What you need to do
Out of the listing below, copy every line that carries the string "floor".

Data for processing
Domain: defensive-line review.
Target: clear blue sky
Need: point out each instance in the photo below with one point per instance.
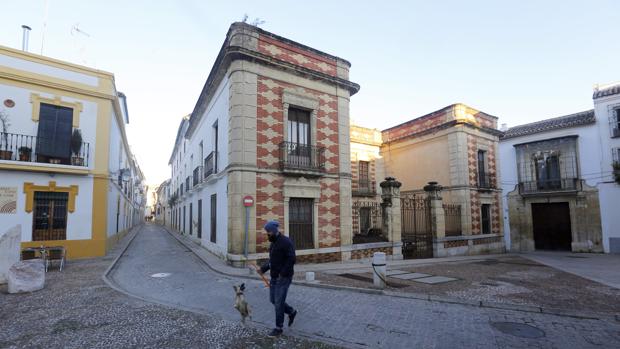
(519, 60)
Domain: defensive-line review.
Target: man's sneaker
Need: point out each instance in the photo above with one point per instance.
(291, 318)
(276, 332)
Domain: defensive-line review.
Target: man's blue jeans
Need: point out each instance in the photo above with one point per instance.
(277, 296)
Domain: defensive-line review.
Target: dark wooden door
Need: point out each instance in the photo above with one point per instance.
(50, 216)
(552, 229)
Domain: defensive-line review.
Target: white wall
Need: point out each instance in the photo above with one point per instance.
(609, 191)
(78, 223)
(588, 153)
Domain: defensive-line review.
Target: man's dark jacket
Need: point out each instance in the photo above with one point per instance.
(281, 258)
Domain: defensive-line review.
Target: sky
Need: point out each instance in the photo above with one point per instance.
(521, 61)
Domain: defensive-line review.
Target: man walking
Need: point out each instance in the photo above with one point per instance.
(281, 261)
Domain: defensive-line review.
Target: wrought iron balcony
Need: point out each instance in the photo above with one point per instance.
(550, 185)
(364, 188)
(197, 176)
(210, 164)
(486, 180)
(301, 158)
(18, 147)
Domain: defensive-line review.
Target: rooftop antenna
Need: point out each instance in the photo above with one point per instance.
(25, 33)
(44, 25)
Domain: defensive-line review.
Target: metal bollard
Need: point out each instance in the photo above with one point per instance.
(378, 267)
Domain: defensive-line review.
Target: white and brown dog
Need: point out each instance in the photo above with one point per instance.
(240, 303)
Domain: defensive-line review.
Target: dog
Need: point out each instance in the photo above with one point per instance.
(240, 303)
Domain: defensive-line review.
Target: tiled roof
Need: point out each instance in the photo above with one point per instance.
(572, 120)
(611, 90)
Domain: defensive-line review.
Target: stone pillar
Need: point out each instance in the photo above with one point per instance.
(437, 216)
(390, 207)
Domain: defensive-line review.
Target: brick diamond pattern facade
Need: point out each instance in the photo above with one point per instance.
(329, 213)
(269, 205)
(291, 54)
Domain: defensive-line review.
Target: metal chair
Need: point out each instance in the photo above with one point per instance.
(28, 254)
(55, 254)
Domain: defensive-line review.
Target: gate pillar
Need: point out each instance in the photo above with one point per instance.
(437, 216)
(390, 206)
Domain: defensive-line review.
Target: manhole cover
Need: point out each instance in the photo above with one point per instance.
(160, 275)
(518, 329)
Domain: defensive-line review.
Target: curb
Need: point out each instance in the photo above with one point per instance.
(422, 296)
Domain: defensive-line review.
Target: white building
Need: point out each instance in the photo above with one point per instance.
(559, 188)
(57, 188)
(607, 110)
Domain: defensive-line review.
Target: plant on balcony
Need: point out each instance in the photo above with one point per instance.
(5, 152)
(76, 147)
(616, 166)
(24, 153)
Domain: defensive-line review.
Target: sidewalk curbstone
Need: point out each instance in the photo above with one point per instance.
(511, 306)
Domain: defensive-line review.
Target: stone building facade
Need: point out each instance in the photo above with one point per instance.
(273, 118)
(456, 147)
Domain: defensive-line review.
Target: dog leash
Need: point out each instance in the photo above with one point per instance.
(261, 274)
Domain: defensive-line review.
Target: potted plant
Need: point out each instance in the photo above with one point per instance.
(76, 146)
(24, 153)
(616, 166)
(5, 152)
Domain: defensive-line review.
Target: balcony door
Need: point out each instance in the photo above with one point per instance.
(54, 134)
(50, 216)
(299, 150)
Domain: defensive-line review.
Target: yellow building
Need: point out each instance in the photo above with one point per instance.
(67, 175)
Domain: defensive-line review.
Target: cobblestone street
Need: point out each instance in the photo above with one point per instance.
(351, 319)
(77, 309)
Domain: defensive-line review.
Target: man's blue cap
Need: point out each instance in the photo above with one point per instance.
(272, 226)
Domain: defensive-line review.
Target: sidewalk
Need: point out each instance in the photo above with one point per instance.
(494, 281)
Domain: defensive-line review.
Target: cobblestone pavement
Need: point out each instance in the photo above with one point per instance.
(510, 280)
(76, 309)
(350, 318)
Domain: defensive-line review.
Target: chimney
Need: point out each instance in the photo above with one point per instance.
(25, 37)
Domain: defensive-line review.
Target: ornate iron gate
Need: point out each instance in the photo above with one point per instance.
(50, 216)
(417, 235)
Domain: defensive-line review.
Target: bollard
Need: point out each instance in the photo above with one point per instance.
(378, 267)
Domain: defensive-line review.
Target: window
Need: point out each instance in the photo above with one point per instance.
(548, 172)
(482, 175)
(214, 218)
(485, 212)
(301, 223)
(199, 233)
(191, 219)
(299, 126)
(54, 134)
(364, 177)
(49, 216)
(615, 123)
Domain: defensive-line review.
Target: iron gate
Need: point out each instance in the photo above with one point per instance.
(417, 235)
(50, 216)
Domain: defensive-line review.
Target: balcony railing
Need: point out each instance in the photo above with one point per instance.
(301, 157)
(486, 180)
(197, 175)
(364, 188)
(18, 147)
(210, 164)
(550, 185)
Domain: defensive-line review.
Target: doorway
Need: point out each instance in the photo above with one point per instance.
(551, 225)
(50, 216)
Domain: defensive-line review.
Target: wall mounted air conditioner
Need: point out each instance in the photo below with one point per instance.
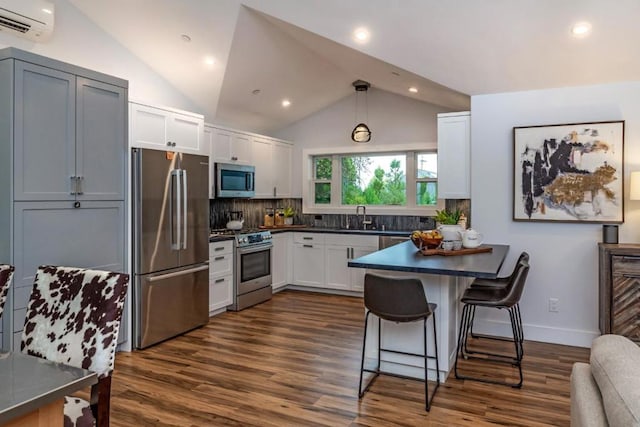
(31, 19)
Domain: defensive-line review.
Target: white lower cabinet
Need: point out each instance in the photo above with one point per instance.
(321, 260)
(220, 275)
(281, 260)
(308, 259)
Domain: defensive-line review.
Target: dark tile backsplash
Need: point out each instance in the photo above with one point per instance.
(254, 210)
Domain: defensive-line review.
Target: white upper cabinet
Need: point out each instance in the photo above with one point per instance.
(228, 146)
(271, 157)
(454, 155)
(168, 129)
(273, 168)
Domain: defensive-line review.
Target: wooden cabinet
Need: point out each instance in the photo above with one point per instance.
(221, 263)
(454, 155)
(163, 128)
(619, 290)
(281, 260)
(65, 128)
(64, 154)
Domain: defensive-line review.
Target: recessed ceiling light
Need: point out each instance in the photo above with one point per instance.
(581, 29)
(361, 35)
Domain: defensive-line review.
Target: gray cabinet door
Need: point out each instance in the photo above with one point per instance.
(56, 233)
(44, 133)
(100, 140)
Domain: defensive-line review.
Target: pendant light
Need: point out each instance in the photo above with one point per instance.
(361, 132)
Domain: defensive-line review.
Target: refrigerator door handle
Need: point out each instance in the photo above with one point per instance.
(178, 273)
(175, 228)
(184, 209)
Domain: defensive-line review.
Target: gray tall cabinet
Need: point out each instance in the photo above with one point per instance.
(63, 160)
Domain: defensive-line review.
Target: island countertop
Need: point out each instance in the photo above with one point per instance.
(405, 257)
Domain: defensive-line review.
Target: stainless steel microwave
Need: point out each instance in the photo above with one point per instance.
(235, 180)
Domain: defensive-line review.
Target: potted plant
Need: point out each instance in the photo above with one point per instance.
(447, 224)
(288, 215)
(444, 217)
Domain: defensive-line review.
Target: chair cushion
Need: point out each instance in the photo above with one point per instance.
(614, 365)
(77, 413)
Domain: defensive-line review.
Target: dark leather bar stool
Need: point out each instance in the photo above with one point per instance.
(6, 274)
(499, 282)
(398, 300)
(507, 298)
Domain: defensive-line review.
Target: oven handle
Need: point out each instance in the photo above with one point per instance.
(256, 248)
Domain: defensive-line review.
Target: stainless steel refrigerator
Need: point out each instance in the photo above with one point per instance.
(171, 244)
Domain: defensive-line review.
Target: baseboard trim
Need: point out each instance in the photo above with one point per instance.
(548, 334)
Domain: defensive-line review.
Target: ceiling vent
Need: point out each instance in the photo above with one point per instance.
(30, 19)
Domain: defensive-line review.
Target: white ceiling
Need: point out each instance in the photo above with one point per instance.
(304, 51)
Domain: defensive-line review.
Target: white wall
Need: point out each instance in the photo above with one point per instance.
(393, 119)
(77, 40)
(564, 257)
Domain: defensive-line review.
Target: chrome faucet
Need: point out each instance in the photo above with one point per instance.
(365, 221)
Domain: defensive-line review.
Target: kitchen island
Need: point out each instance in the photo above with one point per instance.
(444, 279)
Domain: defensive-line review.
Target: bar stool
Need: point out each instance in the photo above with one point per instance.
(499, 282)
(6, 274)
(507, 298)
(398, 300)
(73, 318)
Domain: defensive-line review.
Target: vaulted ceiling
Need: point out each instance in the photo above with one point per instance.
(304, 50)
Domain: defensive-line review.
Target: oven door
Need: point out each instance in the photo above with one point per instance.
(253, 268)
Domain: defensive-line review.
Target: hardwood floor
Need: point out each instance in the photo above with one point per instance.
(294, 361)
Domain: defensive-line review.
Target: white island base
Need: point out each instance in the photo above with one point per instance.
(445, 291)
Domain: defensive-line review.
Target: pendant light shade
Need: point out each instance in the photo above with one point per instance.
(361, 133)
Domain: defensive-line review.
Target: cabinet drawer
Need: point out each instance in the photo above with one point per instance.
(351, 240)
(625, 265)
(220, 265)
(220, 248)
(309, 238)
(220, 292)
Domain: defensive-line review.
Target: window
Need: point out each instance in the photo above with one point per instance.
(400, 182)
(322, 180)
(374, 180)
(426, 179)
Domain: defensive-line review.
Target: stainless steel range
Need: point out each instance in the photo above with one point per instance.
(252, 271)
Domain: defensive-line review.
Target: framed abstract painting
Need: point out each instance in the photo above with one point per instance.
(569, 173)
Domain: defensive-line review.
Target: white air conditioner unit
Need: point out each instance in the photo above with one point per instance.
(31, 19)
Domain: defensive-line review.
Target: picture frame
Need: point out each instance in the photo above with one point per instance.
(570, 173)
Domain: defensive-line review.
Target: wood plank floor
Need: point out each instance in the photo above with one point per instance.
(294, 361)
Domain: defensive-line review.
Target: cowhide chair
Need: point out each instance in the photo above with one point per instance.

...

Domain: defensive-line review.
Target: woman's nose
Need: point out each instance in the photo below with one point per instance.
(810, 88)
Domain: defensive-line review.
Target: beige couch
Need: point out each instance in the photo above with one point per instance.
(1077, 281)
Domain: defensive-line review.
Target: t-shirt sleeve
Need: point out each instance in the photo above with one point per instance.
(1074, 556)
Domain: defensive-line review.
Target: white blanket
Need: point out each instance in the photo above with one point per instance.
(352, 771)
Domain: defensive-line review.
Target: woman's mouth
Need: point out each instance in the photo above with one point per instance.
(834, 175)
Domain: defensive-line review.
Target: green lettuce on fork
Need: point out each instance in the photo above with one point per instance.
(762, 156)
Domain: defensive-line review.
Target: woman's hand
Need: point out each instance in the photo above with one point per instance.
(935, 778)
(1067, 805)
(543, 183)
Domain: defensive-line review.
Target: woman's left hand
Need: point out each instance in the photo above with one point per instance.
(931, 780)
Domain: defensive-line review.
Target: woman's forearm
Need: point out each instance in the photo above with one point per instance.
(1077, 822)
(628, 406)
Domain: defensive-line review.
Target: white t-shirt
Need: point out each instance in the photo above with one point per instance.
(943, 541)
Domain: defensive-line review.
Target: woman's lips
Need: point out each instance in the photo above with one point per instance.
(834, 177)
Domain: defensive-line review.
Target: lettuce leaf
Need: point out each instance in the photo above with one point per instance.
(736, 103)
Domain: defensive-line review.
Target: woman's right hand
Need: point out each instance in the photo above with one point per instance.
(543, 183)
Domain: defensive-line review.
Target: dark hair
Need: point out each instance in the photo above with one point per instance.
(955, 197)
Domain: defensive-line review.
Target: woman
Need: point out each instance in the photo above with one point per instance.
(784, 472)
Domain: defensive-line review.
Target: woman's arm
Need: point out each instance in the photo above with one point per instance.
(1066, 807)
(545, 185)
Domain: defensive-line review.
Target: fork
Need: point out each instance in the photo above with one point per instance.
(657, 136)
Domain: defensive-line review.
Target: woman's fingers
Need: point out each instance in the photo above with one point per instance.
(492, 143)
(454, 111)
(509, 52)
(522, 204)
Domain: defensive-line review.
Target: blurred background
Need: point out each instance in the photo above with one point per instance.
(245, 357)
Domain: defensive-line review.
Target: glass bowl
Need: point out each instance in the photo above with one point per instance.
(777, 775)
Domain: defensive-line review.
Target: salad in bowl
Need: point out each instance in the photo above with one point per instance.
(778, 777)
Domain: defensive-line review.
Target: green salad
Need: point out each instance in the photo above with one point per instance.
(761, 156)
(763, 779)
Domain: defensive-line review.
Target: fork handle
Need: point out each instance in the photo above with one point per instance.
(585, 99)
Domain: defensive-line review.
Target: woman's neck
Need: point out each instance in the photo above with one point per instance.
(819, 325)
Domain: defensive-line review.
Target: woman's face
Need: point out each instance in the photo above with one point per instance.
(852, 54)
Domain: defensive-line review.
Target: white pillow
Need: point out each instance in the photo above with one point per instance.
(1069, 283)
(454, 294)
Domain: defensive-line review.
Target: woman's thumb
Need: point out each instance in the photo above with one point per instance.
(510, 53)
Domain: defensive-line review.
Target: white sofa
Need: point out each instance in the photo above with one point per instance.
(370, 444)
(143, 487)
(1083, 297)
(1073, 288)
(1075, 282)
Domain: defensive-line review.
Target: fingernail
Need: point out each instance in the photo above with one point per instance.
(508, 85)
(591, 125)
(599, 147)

Solved problem
Target: hardwood floor
Target: wood plank floor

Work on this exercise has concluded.